== Data provided ==
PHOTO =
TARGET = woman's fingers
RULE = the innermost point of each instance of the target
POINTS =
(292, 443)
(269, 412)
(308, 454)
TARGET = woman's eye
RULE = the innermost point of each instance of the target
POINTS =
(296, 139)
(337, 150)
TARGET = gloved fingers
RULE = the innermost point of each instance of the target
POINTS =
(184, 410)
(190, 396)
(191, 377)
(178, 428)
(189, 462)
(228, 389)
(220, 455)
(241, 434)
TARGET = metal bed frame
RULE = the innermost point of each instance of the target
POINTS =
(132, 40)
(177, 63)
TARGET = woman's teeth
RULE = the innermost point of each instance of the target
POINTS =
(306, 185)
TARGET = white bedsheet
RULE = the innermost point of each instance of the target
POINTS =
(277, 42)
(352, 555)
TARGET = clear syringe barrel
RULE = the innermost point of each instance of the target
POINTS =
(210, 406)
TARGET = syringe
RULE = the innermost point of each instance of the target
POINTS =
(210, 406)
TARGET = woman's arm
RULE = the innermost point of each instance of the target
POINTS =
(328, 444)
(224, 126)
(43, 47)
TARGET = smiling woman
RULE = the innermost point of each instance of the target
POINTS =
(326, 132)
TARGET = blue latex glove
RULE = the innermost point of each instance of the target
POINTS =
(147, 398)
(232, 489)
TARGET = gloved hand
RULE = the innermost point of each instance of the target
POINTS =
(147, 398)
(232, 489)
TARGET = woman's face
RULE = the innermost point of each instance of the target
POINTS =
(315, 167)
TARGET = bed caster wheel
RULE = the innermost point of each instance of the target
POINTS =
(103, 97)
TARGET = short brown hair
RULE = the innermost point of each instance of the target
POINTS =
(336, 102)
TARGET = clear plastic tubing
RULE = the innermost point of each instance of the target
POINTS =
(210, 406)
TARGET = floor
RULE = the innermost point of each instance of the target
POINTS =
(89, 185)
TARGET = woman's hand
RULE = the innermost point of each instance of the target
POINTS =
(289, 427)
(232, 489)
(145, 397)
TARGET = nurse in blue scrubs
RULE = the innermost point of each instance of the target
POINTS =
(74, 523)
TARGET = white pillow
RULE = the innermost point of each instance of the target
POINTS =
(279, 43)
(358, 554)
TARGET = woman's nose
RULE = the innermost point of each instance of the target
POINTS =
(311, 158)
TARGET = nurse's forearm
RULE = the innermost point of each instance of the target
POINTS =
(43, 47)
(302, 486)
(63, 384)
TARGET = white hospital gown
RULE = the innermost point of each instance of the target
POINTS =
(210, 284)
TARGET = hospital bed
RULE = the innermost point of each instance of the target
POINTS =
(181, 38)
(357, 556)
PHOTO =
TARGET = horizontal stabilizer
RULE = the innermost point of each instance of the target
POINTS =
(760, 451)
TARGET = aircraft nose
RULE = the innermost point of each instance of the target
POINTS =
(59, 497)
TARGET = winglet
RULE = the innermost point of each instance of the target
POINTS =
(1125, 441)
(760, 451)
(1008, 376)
===
> [Do this] Please copy out the items starting at the line containing "TARGET = nurse's forearm" and ending at the end of the items, with "innermost" changed to "central" and everything else left the same.

> [Solved problem]
TARGET = nurse's forearm
RULE = the central point of each instance of the target
POINTS =
(43, 47)
(302, 486)
(63, 384)
TARGET = white hospital gown
RULE = the central point of each instance of the target
POINTS =
(210, 284)
TARGET = hospital bed
RULE = the central point of each instance of the target
POINTS =
(181, 38)
(357, 556)
PHOTO =
TARGET = horizontal stabilizer
RULE = the central point of each instance of the target
POINTS =
(760, 451)
TARGET = aircraft nose
RULE = the central point of each instance of the target
POINTS =
(59, 497)
TARGET = winglet
RULE = the central point of each instance of the target
POINTS =
(1125, 441)
(760, 451)
(1008, 376)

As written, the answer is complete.